## begin

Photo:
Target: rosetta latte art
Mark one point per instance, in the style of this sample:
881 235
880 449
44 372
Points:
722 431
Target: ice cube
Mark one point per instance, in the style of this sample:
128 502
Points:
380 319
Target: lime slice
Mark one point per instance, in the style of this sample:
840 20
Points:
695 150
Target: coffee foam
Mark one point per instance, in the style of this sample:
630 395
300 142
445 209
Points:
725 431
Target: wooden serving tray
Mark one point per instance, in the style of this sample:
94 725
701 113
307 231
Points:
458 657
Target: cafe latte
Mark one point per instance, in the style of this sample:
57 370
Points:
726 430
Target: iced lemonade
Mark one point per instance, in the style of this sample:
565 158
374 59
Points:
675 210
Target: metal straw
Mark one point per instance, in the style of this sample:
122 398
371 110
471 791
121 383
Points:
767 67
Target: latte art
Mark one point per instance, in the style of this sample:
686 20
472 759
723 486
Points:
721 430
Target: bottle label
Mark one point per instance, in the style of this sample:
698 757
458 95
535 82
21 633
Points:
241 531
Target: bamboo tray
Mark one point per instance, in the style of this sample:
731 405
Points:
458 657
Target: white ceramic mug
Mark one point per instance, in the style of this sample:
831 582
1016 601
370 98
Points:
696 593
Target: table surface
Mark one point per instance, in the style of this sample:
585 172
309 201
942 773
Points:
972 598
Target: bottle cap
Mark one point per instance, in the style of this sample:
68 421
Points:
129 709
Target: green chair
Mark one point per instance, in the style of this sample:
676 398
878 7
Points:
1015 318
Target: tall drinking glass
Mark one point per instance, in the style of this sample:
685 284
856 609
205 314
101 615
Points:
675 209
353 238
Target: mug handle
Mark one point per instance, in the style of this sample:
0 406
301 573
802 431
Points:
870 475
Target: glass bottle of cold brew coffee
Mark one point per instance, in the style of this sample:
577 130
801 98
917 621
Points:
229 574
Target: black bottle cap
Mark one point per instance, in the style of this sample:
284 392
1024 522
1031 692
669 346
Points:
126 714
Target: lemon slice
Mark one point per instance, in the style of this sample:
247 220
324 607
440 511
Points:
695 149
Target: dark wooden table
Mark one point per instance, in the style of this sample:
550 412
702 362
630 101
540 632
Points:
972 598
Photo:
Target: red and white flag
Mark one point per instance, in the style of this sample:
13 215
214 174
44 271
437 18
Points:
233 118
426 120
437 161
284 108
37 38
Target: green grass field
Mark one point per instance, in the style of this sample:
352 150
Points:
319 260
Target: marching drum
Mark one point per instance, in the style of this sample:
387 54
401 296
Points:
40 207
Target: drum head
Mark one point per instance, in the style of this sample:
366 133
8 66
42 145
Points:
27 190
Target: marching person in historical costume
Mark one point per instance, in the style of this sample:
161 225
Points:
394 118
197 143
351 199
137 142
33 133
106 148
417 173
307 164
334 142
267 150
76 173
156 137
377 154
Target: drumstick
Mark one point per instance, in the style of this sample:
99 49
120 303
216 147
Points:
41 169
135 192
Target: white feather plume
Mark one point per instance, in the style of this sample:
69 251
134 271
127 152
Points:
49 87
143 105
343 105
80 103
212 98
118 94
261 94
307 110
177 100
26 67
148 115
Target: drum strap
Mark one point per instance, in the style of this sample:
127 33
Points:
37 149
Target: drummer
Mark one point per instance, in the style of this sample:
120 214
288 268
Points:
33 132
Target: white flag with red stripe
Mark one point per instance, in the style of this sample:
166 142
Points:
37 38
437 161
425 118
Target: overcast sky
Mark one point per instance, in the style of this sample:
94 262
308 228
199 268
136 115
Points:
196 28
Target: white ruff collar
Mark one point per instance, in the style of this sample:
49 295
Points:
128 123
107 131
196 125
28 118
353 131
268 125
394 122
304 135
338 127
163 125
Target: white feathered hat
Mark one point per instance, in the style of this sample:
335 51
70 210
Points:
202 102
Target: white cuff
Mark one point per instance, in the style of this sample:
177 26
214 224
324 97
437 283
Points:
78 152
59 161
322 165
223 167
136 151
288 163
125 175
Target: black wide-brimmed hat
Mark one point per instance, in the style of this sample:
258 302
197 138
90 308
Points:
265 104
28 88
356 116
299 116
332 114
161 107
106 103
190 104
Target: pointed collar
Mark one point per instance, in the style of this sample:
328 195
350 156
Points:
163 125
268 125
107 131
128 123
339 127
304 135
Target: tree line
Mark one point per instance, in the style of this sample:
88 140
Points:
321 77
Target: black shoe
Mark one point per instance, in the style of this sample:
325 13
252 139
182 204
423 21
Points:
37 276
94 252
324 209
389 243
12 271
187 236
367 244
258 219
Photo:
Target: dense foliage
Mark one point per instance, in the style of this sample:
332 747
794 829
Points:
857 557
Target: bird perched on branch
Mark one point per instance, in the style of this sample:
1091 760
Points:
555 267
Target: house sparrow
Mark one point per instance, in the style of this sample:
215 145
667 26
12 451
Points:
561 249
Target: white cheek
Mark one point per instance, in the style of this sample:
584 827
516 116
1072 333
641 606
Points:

## end

▶ REQUIRED TASK: Give back exactly the lines from the line holding "Target: black wide-brimmed hat" through the last line of the listing, including both.

▶ EXERCISE OUTPUT:
Target: black wide-brimmed hat
Mark one point per instance, in the style of this sample:
258 302
197 138
90 308
Points:
265 104
28 88
356 116
299 116
332 114
161 107
106 103
190 104
Target: pointed collar
Mark one point per instance, in the style of this sample:
328 195
350 156
Points:
163 125
268 125
107 131
128 123
339 127
304 135
Target: tree line
Mark one point per instance, in the style of this sample:
88 140
Points:
321 77
Target: black shoe
Mark one point per instance, in the style of this sample:
325 13
252 139
182 204
423 21
Points:
37 276
94 252
324 209
389 243
12 271
187 236
367 244
258 219
Photo:
Target: dense foliage
Mark one point per instance, in the style of this sample:
332 747
794 829
Points:
857 557
Target: bird perched on branch
Mark one point per instance, in the style of this sample:
1091 760
Points:
555 267
Target: house sparrow
Mark one point per instance, in the style of this sample:
215 145
667 26
12 451
Points:
561 249
Target: white cheek
Mark one point per instance, in the style of this sample:
584 827
516 116
1072 333
641 606
Points:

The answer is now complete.